Location identification entries
========
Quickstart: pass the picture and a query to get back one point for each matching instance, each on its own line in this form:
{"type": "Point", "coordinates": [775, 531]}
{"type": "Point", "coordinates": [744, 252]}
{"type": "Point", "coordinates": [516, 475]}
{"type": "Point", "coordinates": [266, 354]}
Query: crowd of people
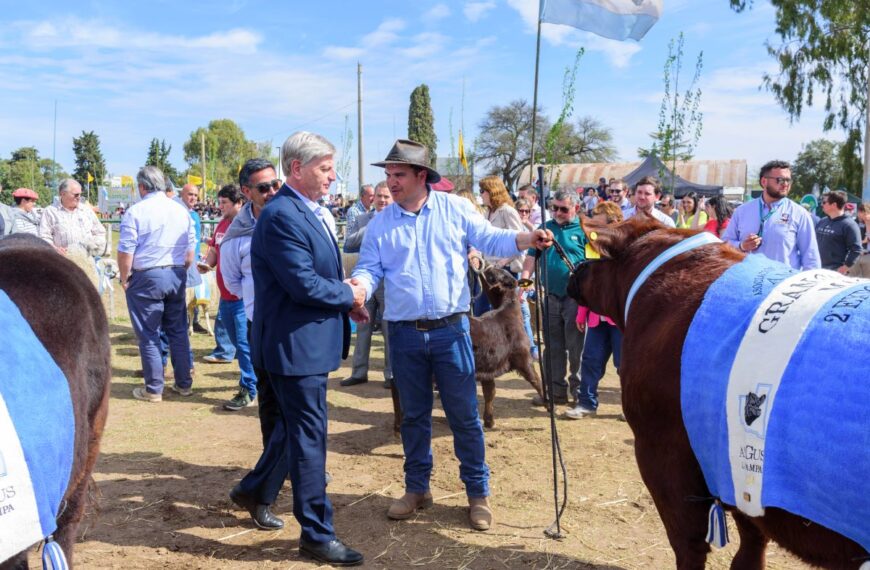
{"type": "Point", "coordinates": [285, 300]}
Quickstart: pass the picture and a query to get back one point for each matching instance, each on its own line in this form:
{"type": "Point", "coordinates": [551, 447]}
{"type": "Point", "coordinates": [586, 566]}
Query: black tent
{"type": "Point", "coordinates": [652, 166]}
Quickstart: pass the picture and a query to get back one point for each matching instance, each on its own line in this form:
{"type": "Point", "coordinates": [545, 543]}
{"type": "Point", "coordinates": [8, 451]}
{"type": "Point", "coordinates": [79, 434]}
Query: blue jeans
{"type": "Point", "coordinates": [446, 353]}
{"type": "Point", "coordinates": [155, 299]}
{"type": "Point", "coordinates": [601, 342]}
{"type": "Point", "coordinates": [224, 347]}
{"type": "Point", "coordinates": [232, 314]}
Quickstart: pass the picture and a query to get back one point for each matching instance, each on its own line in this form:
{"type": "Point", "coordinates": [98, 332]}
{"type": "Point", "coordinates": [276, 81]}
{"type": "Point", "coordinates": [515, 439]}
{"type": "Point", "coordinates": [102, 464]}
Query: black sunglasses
========
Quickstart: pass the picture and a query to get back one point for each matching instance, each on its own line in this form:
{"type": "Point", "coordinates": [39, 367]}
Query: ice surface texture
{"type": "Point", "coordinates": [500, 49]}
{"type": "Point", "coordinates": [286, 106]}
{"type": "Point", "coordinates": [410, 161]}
========
To do
Please extract each line of the records that contains the word "black".

Response
Query: black tent
Query: black sunglasses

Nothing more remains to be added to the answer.